Pull every line that includes the word "seat" from the data.
(Records to use)
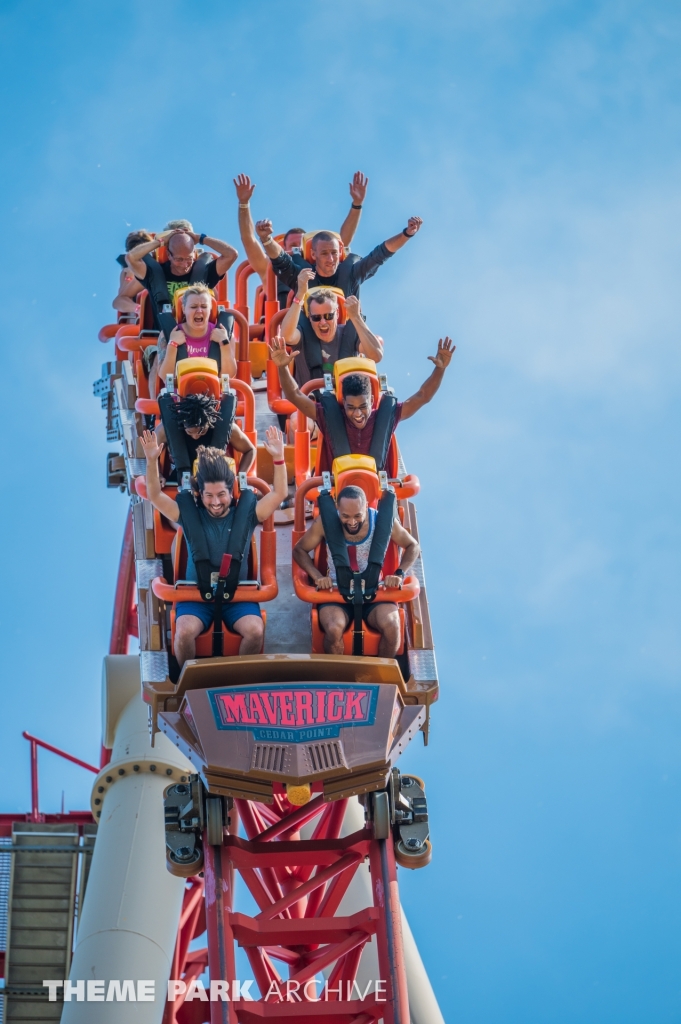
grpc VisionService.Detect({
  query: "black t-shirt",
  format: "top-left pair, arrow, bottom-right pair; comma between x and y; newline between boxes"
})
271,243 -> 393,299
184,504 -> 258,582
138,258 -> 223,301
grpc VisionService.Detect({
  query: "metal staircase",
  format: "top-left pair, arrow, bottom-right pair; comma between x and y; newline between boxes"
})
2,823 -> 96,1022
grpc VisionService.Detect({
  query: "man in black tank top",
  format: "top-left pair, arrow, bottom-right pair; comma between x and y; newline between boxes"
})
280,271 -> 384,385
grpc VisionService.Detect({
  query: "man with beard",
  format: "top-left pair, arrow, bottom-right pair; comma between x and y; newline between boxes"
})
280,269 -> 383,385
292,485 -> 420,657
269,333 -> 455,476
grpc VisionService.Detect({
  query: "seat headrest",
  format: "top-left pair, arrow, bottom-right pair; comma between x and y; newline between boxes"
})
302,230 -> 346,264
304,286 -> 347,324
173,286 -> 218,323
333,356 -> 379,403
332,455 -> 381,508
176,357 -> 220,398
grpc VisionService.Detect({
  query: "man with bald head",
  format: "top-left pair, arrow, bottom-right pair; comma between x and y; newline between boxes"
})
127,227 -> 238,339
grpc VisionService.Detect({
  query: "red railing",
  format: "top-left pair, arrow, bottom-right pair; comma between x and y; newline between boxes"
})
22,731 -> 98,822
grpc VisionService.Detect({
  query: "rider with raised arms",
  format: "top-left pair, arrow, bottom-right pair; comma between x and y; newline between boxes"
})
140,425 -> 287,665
(End Records to use)
(Records to use)
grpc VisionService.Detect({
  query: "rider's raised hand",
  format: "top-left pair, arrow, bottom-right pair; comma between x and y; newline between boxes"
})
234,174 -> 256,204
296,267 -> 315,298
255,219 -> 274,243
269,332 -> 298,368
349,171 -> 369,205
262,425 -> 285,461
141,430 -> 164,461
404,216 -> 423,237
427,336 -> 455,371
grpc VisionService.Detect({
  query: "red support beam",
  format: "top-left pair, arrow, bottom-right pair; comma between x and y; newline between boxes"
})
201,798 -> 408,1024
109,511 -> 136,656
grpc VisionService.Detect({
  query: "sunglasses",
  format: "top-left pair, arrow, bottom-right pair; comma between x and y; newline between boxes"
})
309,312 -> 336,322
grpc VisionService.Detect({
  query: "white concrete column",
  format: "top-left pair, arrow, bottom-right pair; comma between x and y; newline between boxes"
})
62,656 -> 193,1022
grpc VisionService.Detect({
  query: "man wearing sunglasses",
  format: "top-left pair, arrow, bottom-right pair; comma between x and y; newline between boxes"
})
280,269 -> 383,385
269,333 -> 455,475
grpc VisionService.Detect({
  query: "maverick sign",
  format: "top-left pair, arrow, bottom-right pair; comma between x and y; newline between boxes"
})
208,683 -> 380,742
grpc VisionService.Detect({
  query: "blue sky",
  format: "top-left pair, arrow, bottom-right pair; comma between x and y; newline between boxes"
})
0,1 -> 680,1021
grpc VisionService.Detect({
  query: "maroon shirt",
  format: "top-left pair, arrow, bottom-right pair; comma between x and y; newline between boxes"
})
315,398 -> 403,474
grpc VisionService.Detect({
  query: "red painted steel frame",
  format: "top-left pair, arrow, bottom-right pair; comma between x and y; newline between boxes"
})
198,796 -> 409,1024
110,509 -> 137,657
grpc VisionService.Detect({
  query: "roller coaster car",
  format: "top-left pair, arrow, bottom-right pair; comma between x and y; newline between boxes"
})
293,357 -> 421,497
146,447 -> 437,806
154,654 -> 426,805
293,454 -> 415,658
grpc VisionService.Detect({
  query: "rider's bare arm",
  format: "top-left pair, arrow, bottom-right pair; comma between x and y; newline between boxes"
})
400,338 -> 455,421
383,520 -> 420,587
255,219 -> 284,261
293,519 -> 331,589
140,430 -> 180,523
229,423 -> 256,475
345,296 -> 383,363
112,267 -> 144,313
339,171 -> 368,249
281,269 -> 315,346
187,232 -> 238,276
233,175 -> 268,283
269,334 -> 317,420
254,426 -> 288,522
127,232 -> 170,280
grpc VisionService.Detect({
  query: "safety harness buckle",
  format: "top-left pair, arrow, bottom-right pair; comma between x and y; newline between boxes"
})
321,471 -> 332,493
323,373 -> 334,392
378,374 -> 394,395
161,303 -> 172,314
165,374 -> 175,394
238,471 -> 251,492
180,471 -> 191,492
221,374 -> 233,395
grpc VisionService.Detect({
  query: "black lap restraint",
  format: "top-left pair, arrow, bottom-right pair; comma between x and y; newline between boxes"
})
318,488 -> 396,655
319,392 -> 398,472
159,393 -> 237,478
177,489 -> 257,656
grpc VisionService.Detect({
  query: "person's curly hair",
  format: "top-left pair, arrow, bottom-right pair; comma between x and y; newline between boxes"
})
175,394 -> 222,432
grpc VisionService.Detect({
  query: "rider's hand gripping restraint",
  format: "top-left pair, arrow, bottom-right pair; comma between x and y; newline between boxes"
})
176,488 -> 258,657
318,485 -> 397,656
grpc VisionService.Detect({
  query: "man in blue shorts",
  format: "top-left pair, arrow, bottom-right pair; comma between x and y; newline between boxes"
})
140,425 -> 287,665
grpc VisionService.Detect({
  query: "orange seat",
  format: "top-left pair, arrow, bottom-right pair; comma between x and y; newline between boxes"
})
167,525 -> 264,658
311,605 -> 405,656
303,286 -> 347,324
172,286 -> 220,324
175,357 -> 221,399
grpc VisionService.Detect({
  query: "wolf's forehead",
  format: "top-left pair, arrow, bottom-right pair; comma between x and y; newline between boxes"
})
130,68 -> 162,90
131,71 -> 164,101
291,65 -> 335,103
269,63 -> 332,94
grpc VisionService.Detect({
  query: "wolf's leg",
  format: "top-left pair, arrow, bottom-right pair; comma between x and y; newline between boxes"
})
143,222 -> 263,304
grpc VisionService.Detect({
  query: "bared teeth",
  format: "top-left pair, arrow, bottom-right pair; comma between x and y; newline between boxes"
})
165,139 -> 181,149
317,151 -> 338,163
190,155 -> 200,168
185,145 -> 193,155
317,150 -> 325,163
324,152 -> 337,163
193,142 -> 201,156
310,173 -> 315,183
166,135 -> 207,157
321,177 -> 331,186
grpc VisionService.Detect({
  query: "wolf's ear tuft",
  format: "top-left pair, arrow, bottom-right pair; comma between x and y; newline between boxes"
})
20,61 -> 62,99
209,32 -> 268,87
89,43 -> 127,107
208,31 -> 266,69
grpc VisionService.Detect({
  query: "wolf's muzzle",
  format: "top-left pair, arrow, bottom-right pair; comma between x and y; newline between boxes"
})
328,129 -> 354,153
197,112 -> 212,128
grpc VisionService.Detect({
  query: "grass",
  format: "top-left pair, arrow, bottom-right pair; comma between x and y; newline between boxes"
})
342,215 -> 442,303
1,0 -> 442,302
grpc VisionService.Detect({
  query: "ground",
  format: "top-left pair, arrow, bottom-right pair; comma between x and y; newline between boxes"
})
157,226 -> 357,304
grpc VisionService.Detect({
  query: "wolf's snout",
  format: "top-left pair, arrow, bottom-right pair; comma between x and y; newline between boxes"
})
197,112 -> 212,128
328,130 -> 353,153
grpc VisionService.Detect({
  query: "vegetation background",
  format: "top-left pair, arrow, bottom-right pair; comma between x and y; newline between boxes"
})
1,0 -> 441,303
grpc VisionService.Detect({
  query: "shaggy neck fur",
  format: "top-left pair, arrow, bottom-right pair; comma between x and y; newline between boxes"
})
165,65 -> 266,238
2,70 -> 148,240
(End Records to use)
▶ **Written solution**:
  query: "seat headrest",
  query: "orange seat",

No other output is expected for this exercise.